| Extract to read |
>> START

OREANDA-NEWS. Fitch Ratings has assigned a 'BBB-' rating to the expected issuance of the following Buffalo and Erie County Industrial Land Development Corporation bonds issued on behalf of Orchard Park CCRC, Inc. d/b/a Fox Run at Orchard Park (Fox Run):

--\$47,255,000 revenue refunding bonds, series 2015 (Orchard Park CCRC, Inc. Project)

The Rating Outlook is Stable.

The series 2015 bonds are expected to be issued as fixed rate. Bond proceeds will be used to refund Fox Run's outstanding series 2006A bonds, fund a variety of capital projects, fund a debt service reserve fund, and pay cost of issuance. Maximum annual debt service (MADS), which was provided by the underwriter, is expected to be \$3.3 million. The bonds are expected to be sold via negotiation within the next month.

Security
Pledge of gross revenues, a mortgage, and a debt service reserve fund.

KEY RATING DRIVERS

STRONG OPERATING METRICS: Over the past four audited years, Fox Run at Orchard Park's (Fox Run) operating ratio has averaged 95.3% and its net operating margin - adjusted at 34.1%, both stronger than Fitch's 'BBB' category medians of 97.4% and 20.4%, respectively. The solid underlying operating performance has produced strong revenue-only coverage of 1.1x in fiscal 2014, which is particularly strong for a Type 'A' contract facility.

MIXED LIQUIDITY INDICATORS: Fox Run's days cash on hand (DCOH) of 479 is strong reflecting, in part, its small revenue base (\$14.9 million in 2014). Cash to debt of 40.3% and pro forma cushion of 5.1x at March 31, 2015 are weak relative to the respective 'BBB' category medians of 60.2% and 6.9x. However, since 2011, Fox Run's absolute cash and investment level has more than quadrupled to \$16.5 million at March 31, 2015, reflecting the improving occupancy and strong core operating performance.

SOLID OCCUPANCY: Fitch views Fox Run's current occupancy levels as a credit strength. Fox Run opened and was filling up at the height of the recession in 2008 but struggled, with IL occupancy at just 65% in 2010. The current management was brought in at approximately that time and has significantly improved sales and marketing, leading to improved occupancy. At March 31, 2015, independent living (IL) occupancy was at 92%, assisted living/memory care occupancy was 87%, and skilled nursing occupancy was 96%.

HIGH DEBT BURDEN: Fox Run's debt burden is elevated as indicated by MADS as a percent of 2014 revenue of 21.9% compared to the 'BBB' category median of 12.4%.

RATING SENSITIVITIES

CONTINUED TREND IN PERFORMANCE: Fitch expects Orchard Park CCRC, Inc. d/b/a Fox Run at Orchard Park to maintain its current levels of performance, with IL occupancy remaining above 90%, liquidity continuing to grow, and the debt burden continuing to moderate. Continued growth in liquidity and improvement in debt service coverage could lead to an upgrade over the medium term. A sustained fall-off from current levels of performance or a drop in liquidity could lead to negative rating pressure.

>> END

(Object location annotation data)
>> START

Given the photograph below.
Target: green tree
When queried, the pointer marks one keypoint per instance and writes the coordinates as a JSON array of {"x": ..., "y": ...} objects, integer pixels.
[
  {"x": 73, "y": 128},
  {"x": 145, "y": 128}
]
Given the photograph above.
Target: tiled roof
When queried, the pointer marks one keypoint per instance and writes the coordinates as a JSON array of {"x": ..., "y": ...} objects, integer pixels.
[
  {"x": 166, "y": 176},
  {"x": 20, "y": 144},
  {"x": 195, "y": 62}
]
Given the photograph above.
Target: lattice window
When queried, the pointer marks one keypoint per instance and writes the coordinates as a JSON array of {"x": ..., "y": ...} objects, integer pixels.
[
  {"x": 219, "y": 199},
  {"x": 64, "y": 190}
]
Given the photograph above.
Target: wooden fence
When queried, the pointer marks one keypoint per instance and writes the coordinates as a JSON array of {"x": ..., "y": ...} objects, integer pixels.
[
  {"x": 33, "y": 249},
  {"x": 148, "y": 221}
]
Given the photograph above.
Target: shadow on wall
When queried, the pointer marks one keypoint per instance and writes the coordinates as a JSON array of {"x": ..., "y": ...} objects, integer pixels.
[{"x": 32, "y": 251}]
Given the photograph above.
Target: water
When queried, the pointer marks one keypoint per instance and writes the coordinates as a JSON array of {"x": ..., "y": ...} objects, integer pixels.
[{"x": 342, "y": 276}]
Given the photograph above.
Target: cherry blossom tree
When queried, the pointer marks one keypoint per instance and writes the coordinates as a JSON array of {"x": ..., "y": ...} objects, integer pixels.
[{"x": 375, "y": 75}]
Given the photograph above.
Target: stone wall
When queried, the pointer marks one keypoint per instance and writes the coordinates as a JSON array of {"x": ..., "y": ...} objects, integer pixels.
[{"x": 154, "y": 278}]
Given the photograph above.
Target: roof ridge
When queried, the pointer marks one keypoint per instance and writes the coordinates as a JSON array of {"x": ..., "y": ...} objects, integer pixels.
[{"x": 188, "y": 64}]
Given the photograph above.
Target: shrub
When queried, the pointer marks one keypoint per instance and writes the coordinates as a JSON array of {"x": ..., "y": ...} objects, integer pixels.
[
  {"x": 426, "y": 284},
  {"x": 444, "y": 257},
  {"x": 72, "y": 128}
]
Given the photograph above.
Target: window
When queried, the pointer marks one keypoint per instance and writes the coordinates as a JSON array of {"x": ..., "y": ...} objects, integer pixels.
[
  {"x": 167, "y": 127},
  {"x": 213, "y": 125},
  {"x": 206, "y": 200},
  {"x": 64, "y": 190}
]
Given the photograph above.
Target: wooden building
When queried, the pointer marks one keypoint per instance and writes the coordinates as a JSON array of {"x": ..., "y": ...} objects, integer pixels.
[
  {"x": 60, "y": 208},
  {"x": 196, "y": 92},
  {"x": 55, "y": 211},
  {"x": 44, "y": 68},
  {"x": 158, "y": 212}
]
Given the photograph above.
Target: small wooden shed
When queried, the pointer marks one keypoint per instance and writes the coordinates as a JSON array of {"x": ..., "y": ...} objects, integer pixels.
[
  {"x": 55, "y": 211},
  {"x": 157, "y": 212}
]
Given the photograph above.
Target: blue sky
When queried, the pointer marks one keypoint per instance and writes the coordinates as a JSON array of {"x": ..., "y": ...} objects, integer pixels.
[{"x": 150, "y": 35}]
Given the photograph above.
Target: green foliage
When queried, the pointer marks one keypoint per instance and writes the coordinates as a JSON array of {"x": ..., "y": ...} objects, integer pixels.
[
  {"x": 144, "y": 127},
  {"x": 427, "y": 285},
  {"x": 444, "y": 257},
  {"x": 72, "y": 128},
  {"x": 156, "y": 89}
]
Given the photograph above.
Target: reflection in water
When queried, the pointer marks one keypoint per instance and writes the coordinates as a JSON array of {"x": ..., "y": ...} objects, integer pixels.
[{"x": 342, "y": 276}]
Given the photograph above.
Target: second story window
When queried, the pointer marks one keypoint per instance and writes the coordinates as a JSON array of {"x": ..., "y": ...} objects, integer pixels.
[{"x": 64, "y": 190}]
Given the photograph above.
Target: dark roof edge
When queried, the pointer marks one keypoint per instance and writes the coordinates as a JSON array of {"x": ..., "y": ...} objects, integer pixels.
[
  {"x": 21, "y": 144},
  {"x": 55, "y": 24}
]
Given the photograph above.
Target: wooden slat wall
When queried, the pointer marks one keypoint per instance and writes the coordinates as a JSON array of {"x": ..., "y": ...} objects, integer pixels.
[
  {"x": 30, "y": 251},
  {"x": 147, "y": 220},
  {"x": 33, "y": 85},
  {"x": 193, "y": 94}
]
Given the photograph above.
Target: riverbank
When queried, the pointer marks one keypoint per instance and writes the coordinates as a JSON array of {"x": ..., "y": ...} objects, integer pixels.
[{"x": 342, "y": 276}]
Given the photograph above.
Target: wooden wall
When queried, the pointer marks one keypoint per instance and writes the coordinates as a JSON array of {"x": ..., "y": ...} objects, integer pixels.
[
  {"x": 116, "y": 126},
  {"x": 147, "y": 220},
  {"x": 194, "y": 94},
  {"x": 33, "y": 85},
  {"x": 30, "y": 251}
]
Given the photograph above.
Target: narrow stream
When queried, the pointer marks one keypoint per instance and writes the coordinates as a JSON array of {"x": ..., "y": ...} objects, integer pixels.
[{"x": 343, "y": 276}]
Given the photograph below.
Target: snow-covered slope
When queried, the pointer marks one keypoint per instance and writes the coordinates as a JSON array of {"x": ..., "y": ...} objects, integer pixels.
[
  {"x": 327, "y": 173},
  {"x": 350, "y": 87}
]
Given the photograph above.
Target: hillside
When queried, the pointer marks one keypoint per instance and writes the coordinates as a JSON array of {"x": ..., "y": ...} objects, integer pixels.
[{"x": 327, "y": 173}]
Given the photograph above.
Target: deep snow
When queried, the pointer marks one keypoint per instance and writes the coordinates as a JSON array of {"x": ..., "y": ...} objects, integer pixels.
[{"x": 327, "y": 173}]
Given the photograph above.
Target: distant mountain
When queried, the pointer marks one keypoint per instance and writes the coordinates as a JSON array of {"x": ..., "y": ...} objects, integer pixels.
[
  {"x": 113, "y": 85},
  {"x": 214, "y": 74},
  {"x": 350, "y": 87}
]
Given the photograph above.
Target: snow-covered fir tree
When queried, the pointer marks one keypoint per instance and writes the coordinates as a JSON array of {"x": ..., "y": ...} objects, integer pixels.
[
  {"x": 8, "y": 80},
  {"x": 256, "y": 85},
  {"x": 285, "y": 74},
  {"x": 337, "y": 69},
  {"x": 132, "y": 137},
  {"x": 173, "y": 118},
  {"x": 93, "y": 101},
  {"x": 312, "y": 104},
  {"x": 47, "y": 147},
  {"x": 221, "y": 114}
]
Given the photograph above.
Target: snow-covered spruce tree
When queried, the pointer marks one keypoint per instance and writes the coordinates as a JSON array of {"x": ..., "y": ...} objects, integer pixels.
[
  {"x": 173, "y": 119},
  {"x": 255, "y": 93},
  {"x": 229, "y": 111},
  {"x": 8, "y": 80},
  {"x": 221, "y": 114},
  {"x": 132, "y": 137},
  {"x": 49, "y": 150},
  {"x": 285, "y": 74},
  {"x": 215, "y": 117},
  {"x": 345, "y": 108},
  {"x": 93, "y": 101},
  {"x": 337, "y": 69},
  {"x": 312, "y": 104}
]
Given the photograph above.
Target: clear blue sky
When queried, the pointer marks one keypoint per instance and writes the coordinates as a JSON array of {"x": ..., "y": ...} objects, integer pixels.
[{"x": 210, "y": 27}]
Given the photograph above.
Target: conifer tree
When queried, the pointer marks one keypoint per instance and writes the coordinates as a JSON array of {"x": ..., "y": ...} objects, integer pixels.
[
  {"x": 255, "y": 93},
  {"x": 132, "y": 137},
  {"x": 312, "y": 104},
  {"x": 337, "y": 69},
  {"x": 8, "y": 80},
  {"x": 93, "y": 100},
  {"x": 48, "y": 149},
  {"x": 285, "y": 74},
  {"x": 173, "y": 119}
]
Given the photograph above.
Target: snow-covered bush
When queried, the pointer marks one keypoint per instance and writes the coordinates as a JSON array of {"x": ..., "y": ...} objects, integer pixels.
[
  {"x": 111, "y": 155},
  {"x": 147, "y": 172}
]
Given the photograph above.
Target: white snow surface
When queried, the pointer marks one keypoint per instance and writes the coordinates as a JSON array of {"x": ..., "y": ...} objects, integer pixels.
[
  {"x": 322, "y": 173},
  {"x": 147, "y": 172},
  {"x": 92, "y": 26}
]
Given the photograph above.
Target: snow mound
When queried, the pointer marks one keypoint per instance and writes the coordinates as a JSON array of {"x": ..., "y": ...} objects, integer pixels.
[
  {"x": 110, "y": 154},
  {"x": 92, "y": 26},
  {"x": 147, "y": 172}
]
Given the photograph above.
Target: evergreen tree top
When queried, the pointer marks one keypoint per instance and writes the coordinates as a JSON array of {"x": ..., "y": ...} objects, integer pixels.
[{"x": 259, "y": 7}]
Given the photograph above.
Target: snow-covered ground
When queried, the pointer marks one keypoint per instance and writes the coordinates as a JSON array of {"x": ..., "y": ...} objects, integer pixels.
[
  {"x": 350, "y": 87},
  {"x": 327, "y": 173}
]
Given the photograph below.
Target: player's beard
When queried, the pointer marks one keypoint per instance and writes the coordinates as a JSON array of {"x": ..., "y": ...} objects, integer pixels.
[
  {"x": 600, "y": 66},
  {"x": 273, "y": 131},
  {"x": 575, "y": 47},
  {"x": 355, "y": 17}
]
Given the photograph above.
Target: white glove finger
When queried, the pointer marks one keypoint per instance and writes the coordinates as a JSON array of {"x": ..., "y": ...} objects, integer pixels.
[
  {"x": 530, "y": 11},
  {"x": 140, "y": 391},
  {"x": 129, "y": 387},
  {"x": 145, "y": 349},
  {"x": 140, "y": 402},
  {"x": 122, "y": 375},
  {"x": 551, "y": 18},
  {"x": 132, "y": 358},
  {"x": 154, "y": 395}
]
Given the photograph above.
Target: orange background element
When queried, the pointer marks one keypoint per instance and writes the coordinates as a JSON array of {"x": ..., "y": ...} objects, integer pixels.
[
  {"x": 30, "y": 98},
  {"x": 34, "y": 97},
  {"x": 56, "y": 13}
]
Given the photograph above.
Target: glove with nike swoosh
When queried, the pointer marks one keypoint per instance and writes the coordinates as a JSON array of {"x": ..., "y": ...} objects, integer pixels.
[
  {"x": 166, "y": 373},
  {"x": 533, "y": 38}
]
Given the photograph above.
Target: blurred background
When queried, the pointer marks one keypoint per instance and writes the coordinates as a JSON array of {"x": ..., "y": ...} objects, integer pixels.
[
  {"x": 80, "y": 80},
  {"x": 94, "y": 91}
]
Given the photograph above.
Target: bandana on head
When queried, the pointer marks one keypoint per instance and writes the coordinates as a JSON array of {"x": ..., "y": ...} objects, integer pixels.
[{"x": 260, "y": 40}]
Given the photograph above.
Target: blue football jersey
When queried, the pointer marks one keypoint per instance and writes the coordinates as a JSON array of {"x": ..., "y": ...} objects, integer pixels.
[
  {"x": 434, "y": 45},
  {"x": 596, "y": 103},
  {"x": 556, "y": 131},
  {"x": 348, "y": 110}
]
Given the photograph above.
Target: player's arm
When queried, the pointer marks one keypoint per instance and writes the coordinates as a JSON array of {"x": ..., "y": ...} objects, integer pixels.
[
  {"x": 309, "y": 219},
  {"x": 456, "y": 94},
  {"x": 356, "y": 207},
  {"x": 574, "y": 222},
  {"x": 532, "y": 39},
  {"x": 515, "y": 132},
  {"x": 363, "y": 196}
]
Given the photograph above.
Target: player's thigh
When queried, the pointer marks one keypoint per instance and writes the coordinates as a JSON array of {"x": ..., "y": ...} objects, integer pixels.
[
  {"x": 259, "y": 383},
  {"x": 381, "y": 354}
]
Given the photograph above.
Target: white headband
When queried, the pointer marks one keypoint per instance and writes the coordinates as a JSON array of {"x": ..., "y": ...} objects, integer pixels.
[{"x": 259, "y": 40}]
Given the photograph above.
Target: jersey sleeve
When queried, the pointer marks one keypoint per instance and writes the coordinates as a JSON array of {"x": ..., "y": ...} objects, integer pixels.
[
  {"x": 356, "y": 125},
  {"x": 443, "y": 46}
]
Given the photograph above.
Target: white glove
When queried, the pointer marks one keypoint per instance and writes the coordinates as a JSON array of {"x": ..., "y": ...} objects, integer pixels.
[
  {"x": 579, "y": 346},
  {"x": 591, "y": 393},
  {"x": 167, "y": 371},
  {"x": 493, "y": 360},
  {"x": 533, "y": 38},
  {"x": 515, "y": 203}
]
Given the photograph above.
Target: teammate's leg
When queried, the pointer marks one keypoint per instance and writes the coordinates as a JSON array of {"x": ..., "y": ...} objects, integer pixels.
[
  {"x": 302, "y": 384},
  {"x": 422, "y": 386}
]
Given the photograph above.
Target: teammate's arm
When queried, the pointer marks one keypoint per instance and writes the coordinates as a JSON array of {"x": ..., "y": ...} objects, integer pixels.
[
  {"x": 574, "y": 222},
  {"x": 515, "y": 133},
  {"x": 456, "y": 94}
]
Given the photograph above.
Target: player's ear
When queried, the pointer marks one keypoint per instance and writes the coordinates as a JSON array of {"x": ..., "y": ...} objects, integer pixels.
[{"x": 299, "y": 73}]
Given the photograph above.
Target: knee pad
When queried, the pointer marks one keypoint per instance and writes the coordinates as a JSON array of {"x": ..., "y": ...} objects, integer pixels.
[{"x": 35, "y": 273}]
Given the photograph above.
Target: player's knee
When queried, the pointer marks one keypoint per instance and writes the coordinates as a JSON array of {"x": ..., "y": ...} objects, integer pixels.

>> END

| Set tasks |
[a] Answer these questions about the rating text:
(i) What rating did Fitch assign to the expected bond issuance?
(ii) How many days cash on hand does Fox Run have?
(iii) What was Fox Run's independent living occupancy in 2010?
[b] From the rating text, reproduce word for word the part that opens with the words containing "MIXED LIQUIDITY INDICATORS: Fox" and closes with "core operating performance.".

| Answers for the tasks |
[a]
(i) 'BBB-'
(ii) 479
(iii) 65%

[b]
MIXED LIQUIDITY INDICATORS: Fox Run's days cash on hand (DCOH) of 479 is strong reflecting, in part, its small revenue base (\$14.9 million in 2014). Cash to debt of 40.3% and pro forma cushion of 5.1x at March 31, 2015 are weak relative to the respective 'BBB' category medians of 60.2% and 6.9x. However, since 2011, Fox Run's absolute cash and investment level has more than quadrupled to \$16.5 million at March 31, 2015, reflecting the improving occupancy and strong core operating performance.